**Given instruction**
Rewrite the items below, swapping "pale pink flower" for "yellow blossom" and leaving everything else unchanged.

[BEGIN Information given]

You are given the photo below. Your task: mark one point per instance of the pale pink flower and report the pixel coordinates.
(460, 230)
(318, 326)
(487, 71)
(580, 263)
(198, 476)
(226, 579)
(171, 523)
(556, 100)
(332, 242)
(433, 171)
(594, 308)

[END Information given]

**Task answer**
You are given the photo below. Your task: mark one point per instance of the yellow blossom and report the pixel coordinates.
(460, 230)
(318, 326)
(487, 71)
(580, 263)
(198, 476)
(226, 579)
(171, 523)
(556, 100)
(332, 242)
(433, 171)
(594, 308)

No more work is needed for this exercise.